In an essence exception, the Agency argues that the award is deficient because the Arbitrator ignored Article 13, Section 12’s requirement that a grievance state “whether or not a meeting is desired to attempt resolution of the grievance.”[16]  The Agency also contends that the award is contrary to § 2423.11 of the Authority’s Regulations.[17]  However, the Union asserts that the Agency did not raise these arguments at arbitration.[18]

 

Under §§ 2425.4(c) and 2429.5 of the Authority’s Regulations, the Authority will not consider arguments that a party could have, but did not, raise before the arbitrator.[19]  The Agency asserts that it raised both arguments before the Arbitrator.[20]  Contrary to the Agency’s assertion, a review of the record demonstrates that the Agency failed to raise either argument at arbitration.[21]  As the Agency could have raised these arguments before the Arbitrator, but did not do so, we dismiss them.[22]

 

  1. Analysis and Conclusions

 

  1. The award does not fail to draw its essence from the parties’ agreement.

 

The Agency argues that the award fails to draw its essence from Article 13, Section 12 of the parties’ agreement on two grounds.[23] 

 

First, the Agency asserts that Article 13, Section 12 required the Union to file its grievance within fifteen days of November 30 – the date the Agency notified the Union of its intent to implement the proposed ground rules.[24]  According to the Agency, the Arbitrator erroneously concluded that the Union timely filed its grievance on January 4, 2019 – more than fifteen days from November 30.[25]

 

As noted above, Article 13, Section 12 states that a grievance must be “filed within [fifteen] days after the event giving rise to the grievance or within [fifteen] days of the date the [Union] reasonably should have known of the event giving rise to the grievance.”[26]  Applying that provision, the Arbitrator found that the grievable event occurred on December 21 – when the Agency submitted term proposals – because that was “the date on which the Union first knew that the Agency had implemented its unbargained ground rules.”[27]  In reaching this conclusion, the Arbitrator explained that the grievable event did not occur on November 30, because – at that time – the Agency had expressed only an “intent” to take action.[28] 

 

The Agency fails to identify any contractual wording that either defines the term “grievable event” or conflicts with the Arbitrator’s interpretation or application of that term.[29]  Consequently, the Agency’s argument does not demonstrate that the award fails to draw its essence from the parties’ agreement.[30] 

 

Second, the Agency contends that the Arbitrator’s consideration of the grievance fails to draw its essence from Article 13, Section 12 because “the Union failed to cite specific and relevant provisions of the agreement which were allegedly violated.”[31]  But, the Arbitrator dismissed all of the Union’s contractual claims specifically because they were not raised in the grievance.[32]  And, as the Arbitrator found, the plain wording of Article 13, Section 12 did not apply to bar the grievance’s statutory allegations – a finding the Agency does not challenge.  Therefore, this exception provides no basis for finding the award deficient.[33]

 

Accordingly, we deny the Agency’s essence exceptions.

**Stated goal**
Answer these from the arbitration decision:
(a) Under which sections of the Authority's Regulations does the Authority decline to consider arguments that could have been, but were not, raised before the arbitrator?
(b) On what date did the Union file its grievance?
(c) What date did the Arbitrator find to be the grievable event, and what did the Agency do on that date?
The listing that follows has no connection to the arbitration decision.

**Data section**
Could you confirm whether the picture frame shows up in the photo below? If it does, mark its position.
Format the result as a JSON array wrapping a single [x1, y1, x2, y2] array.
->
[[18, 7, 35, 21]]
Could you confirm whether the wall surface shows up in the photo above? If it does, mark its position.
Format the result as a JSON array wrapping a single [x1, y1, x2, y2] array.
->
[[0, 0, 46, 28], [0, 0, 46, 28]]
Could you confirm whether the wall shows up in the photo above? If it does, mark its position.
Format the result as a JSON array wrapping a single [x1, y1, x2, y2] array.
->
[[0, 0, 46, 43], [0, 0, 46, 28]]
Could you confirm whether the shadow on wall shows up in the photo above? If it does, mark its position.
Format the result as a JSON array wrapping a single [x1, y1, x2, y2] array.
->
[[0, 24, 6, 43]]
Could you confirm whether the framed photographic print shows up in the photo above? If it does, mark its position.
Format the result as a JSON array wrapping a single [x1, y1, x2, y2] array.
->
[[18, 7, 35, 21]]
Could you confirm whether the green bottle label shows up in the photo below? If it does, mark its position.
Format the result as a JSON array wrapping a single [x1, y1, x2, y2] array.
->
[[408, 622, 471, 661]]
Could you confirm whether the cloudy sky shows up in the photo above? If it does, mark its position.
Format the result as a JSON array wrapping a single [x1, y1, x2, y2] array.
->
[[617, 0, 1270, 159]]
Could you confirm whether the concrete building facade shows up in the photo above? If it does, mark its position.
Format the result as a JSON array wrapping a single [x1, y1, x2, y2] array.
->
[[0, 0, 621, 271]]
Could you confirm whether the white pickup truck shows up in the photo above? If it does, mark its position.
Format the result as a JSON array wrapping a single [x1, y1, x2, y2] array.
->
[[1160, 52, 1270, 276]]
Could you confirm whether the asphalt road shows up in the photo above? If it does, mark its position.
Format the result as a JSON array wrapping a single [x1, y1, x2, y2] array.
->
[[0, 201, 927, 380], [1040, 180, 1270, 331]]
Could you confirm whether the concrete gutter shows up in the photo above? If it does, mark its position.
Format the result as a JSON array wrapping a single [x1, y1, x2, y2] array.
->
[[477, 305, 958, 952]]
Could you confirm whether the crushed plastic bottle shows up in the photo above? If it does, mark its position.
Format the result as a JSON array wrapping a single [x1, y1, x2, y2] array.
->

**Response below**
(a) §§ 2425.4(c) and 2429.5
(b) January 4, 2019
(c) December 21, when the Agency submitted term proposals